TEDDY / teddy /data_processing /preprocessing /README.md

Upload folder using huggingface_hub

4527b5f verified 5 months ago

3.78 kB

	# PreprocessReadMe.md

	The `preprocess.py` script is designed to preprocess gene expression data for use in our models. It takes in `data.raw.X` or `data.X` data, applies various preprocessing techniques, and prepares it for training or inference.

	# General Workflow
	The script follows these main steps:
	0. Load Data and Metadata: The script starts by loading the gene expression data from an AnnData file and metadata from a JSON file.
	1. Set Raw Layer: It checks if the `data.raw.X` layer is set in the AnnData object. If not, it sets it based on the integer counts in the `data.X`.
	2. Initialize Processed Layer: It initializes the `data.layer['processed']` in the AnnData object, which is the layer that will be affected by preprocessing.
	3. Filter Genes by Reference ID: It filters genes based on reference IDs if specified in the hyperparameters.
	4. Remove Assays: It removes specified assays from the data.
	5. Filter Cells by Gene Counts: It filters out cells with gene counts below a specified threshold.
	6. Filter Cells by Mitochondrial Fraction: It removes cells with a high mitochondrial gene fraction.
	7. Filter Highly Variable Genes: It filters genes to retain only highly variable ones using specified methods.
	8. Normalize Data: It normalizes the data by applying row (gene level) normalization and scaling.
	9. Scale Columns by Median: It scales columns based on median values from a specified dictionary.
	10. Log Transform: It applies a log+1 transformation to the data.
	11. Compute Medians: It computes and saves medians of the processed data if specified.
	12. Update Metadata: It updates the metadata with cell counts and processing arguments.
	13. Save and Cleanup: It saves the processed data and metadata to disk and performs garbage collection.


	# Preprocessing Arguments
	The script uses several preprocessing arguments to control its behavior. Here is an explanation of each argument and the steps they influence:

	- `reference_id_only`
	- Description: Specifies whether to filter genes by reference ID.
	- Impact: If enabled, the script filters genes based on reference IDs.
	- `remove_assays`
	- Description: List of assays to remove from the data.

▸ Natural-language object grounding data:

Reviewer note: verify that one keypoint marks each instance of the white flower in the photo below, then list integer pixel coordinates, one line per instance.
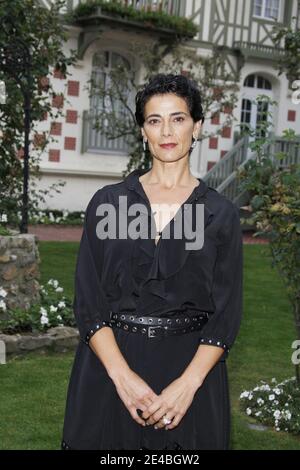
(288, 414)
(244, 394)
(3, 292)
(277, 414)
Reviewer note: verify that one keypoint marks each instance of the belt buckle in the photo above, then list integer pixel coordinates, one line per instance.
(151, 333)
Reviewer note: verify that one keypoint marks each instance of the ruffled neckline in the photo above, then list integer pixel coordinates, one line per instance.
(152, 264)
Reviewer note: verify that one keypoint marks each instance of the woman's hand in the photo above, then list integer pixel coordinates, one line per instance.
(135, 393)
(173, 402)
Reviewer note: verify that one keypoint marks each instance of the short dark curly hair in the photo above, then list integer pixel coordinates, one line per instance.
(180, 85)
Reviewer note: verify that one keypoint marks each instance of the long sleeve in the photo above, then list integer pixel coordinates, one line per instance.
(227, 287)
(91, 308)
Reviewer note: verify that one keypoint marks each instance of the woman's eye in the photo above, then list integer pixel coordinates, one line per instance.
(153, 121)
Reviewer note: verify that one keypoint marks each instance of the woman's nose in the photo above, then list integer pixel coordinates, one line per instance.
(166, 129)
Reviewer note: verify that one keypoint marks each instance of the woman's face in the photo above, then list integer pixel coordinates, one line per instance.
(168, 120)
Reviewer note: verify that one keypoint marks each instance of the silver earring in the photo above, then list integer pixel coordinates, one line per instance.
(194, 143)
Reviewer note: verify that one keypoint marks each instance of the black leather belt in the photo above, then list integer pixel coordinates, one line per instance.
(158, 326)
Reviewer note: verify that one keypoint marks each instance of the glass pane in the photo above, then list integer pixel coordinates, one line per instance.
(100, 59)
(258, 7)
(263, 83)
(262, 116)
(272, 8)
(246, 111)
(249, 81)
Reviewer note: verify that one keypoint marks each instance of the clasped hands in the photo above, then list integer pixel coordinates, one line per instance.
(173, 402)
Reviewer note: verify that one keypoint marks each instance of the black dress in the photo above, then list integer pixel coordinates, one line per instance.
(135, 275)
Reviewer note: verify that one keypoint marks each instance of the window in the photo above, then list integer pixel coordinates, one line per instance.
(257, 81)
(103, 98)
(267, 9)
(246, 111)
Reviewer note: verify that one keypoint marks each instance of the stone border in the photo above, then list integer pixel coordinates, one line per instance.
(58, 339)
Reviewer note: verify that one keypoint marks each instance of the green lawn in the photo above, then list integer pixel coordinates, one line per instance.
(33, 388)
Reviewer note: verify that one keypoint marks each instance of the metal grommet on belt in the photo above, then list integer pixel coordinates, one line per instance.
(154, 326)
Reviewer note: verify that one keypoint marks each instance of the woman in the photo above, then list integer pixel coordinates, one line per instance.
(156, 318)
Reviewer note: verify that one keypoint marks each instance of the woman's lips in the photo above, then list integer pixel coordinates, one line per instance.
(168, 146)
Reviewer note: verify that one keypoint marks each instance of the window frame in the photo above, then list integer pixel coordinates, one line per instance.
(263, 16)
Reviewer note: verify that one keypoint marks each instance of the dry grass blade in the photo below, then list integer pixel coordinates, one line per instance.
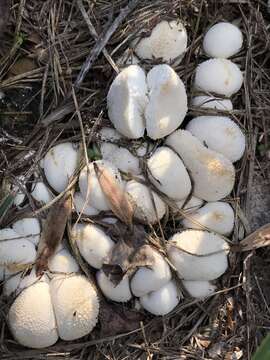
(117, 198)
(53, 231)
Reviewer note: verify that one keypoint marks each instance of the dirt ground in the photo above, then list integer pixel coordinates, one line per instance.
(47, 52)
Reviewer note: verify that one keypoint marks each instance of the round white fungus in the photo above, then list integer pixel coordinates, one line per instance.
(167, 42)
(212, 173)
(147, 279)
(219, 76)
(94, 245)
(216, 216)
(210, 102)
(60, 163)
(119, 293)
(220, 134)
(31, 317)
(126, 102)
(167, 104)
(90, 187)
(198, 255)
(75, 304)
(162, 301)
(222, 40)
(149, 207)
(168, 173)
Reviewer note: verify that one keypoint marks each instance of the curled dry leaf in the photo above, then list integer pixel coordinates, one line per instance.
(130, 252)
(53, 231)
(117, 198)
(257, 239)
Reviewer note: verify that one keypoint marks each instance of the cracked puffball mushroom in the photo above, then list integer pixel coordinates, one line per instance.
(167, 104)
(149, 208)
(226, 77)
(168, 173)
(212, 173)
(90, 187)
(222, 40)
(152, 278)
(162, 301)
(59, 165)
(94, 245)
(119, 293)
(126, 101)
(199, 289)
(198, 255)
(167, 42)
(210, 102)
(220, 134)
(216, 216)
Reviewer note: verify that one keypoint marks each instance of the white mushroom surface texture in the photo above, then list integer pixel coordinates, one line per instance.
(220, 134)
(213, 174)
(222, 40)
(215, 216)
(220, 76)
(60, 163)
(157, 103)
(168, 173)
(198, 255)
(168, 41)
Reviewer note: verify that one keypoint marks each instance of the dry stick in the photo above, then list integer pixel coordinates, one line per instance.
(93, 32)
(66, 107)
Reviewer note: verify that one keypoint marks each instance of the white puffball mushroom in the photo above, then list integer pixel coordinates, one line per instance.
(17, 251)
(119, 293)
(199, 289)
(222, 40)
(94, 245)
(147, 279)
(168, 173)
(192, 205)
(149, 207)
(28, 228)
(126, 101)
(41, 193)
(121, 157)
(216, 216)
(60, 163)
(82, 206)
(220, 76)
(167, 42)
(183, 250)
(220, 134)
(212, 173)
(14, 284)
(31, 317)
(62, 263)
(167, 104)
(162, 301)
(90, 187)
(210, 102)
(76, 306)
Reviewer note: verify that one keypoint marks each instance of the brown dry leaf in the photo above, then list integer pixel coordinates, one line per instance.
(4, 13)
(118, 199)
(130, 252)
(53, 231)
(257, 239)
(116, 320)
(22, 66)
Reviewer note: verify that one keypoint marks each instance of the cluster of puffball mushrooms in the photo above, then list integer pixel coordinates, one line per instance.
(192, 168)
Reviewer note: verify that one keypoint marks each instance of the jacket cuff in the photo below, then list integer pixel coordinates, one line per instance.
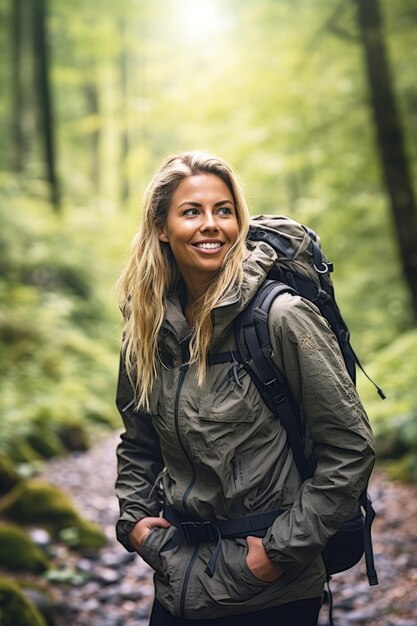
(123, 528)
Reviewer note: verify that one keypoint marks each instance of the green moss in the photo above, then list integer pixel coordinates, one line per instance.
(8, 475)
(37, 502)
(15, 608)
(46, 443)
(22, 452)
(74, 436)
(85, 536)
(18, 553)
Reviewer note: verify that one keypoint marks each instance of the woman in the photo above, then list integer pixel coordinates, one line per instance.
(216, 447)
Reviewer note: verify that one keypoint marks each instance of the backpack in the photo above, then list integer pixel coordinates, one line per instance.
(301, 269)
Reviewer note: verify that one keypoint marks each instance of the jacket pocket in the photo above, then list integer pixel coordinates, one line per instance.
(232, 402)
(150, 550)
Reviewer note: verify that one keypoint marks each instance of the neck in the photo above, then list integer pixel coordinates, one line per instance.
(194, 292)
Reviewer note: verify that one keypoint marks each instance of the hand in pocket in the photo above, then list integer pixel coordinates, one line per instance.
(142, 529)
(259, 562)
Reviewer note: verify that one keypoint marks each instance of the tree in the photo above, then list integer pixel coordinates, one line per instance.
(390, 139)
(43, 92)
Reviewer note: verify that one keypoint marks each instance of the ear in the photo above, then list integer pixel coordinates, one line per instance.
(162, 234)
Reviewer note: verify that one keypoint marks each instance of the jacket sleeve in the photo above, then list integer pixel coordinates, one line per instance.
(139, 462)
(307, 353)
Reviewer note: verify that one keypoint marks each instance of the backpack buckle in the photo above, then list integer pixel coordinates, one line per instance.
(198, 532)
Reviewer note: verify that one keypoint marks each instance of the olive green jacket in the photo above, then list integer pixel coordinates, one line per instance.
(226, 456)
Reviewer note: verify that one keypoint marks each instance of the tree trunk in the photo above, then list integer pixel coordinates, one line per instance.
(124, 139)
(91, 93)
(390, 139)
(42, 85)
(17, 123)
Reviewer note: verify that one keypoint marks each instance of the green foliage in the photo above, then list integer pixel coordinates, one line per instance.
(37, 502)
(15, 608)
(395, 419)
(278, 89)
(8, 475)
(58, 359)
(18, 553)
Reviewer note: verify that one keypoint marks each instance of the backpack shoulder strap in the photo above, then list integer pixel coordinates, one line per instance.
(253, 344)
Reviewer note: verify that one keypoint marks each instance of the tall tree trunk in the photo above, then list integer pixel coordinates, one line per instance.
(124, 143)
(43, 90)
(390, 139)
(16, 41)
(91, 93)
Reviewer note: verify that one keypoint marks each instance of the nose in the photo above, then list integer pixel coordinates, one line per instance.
(209, 222)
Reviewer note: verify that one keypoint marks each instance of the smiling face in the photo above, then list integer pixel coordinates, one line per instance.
(201, 227)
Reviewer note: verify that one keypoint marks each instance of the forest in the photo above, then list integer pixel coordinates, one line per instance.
(313, 103)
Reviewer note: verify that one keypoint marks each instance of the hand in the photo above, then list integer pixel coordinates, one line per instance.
(259, 562)
(142, 529)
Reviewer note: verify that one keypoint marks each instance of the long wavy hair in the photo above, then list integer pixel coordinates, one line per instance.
(151, 271)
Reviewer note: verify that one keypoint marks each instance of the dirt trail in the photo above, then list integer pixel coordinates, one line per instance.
(115, 589)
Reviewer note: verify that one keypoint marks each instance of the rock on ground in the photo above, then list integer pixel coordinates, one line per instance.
(114, 588)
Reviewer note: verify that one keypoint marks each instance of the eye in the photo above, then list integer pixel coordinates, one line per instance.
(191, 211)
(225, 210)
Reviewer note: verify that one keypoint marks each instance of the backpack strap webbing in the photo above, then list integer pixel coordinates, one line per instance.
(252, 340)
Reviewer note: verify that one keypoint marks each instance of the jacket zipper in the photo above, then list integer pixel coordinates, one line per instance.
(183, 373)
(186, 581)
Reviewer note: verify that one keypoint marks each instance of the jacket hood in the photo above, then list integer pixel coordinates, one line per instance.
(259, 260)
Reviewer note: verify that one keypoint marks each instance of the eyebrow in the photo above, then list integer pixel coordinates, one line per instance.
(198, 204)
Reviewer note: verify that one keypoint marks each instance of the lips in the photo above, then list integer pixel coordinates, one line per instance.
(208, 245)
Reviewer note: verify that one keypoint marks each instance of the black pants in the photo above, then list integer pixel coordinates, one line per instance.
(300, 613)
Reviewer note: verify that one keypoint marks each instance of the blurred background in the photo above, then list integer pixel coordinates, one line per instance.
(313, 102)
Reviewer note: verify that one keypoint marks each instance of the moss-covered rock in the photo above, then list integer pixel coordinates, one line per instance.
(45, 442)
(18, 553)
(22, 452)
(85, 536)
(74, 436)
(8, 475)
(15, 608)
(38, 502)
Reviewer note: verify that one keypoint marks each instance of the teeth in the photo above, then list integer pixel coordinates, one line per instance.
(208, 246)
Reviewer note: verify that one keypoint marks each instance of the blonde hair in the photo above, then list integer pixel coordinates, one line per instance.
(151, 271)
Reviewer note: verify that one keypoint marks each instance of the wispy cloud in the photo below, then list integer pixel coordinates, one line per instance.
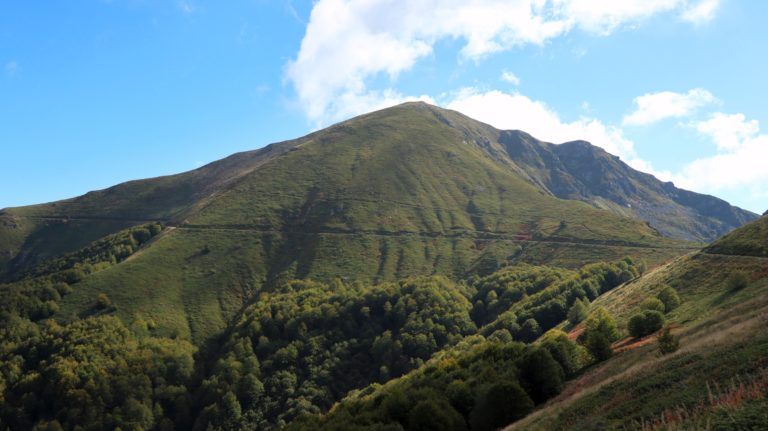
(653, 107)
(11, 68)
(510, 77)
(702, 12)
(517, 111)
(350, 43)
(186, 7)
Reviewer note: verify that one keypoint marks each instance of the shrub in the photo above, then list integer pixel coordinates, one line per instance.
(435, 415)
(102, 301)
(541, 375)
(502, 404)
(668, 343)
(653, 304)
(599, 333)
(737, 280)
(530, 331)
(645, 323)
(599, 346)
(670, 298)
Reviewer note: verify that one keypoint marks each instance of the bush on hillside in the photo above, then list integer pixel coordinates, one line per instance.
(578, 311)
(670, 298)
(599, 332)
(645, 323)
(653, 304)
(667, 342)
(737, 280)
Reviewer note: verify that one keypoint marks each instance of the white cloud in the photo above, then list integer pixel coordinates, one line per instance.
(349, 43)
(516, 111)
(701, 12)
(653, 107)
(186, 7)
(510, 77)
(738, 167)
(728, 131)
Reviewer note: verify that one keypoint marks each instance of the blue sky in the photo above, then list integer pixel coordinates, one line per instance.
(93, 93)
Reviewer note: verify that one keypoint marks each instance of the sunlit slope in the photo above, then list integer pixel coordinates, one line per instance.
(31, 234)
(385, 196)
(723, 344)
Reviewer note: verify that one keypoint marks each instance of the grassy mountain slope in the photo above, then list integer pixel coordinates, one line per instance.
(579, 170)
(31, 234)
(717, 380)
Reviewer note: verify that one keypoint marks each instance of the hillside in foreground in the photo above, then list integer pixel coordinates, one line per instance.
(393, 272)
(407, 191)
(717, 379)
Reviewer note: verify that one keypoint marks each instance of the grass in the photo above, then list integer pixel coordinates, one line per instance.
(722, 337)
(381, 197)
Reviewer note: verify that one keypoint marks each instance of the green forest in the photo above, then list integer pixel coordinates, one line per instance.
(300, 347)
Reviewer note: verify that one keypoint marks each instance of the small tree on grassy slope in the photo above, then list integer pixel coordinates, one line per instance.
(668, 343)
(670, 298)
(599, 332)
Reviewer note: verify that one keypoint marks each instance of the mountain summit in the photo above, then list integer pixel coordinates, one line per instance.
(409, 190)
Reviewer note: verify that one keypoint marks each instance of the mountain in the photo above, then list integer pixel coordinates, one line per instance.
(409, 265)
(410, 190)
(715, 379)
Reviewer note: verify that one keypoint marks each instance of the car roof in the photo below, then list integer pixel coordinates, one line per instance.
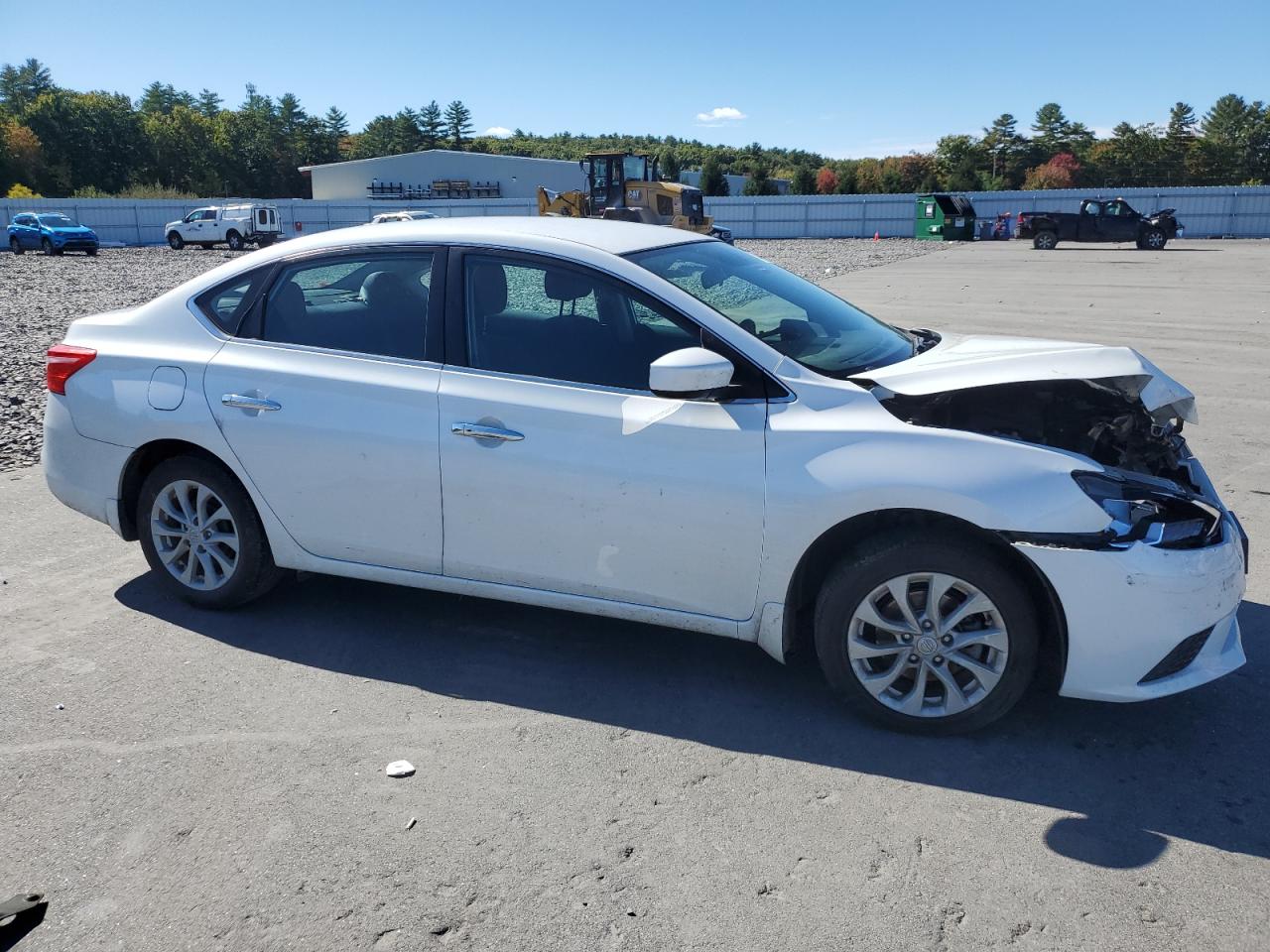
(612, 236)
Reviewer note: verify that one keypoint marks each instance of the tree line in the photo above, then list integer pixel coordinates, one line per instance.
(171, 143)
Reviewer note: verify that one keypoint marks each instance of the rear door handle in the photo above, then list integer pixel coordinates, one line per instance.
(245, 403)
(481, 431)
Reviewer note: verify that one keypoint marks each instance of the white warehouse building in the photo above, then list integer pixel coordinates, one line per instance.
(441, 173)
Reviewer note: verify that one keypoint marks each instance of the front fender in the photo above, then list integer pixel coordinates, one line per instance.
(864, 461)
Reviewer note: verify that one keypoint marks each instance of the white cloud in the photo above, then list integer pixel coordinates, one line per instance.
(720, 114)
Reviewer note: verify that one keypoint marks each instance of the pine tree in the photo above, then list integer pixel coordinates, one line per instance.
(1051, 130)
(208, 103)
(712, 181)
(670, 166)
(458, 125)
(432, 126)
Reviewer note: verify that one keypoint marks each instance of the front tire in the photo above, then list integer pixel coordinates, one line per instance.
(202, 536)
(944, 666)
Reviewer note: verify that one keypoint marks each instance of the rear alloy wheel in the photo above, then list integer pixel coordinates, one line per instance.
(202, 536)
(928, 636)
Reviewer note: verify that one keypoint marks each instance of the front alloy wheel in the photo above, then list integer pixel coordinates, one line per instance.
(194, 535)
(928, 633)
(928, 645)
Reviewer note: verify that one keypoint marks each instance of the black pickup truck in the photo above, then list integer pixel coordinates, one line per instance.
(1098, 221)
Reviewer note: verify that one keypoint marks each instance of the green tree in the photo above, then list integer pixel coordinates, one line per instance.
(208, 103)
(803, 181)
(89, 139)
(668, 162)
(760, 182)
(432, 126)
(22, 85)
(458, 125)
(1049, 131)
(712, 181)
(957, 159)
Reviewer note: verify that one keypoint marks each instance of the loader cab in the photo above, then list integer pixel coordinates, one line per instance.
(607, 175)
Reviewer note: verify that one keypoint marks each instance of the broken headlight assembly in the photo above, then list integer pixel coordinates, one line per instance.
(1151, 512)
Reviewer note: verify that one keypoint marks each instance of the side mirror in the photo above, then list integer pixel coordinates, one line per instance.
(690, 373)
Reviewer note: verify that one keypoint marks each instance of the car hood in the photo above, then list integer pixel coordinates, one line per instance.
(980, 361)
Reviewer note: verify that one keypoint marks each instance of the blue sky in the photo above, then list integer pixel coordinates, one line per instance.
(843, 79)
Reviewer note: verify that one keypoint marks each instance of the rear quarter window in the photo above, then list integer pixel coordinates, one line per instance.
(229, 302)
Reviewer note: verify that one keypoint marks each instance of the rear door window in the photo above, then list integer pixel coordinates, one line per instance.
(365, 304)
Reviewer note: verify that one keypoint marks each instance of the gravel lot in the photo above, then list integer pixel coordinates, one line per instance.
(180, 779)
(40, 296)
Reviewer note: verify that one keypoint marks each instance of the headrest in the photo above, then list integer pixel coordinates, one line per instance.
(382, 287)
(566, 286)
(489, 289)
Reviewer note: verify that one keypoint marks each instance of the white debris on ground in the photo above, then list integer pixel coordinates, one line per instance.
(41, 296)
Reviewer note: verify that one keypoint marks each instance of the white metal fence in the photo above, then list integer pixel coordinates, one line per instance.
(1205, 212)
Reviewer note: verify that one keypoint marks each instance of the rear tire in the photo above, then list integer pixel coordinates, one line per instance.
(970, 667)
(202, 536)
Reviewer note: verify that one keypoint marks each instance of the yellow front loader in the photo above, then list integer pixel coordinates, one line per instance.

▸ Work request: According to the preprocessing README, what kind of transformation does the script apply to the data in its Log Transform step?

▸ Written answer: A log+1 transformation.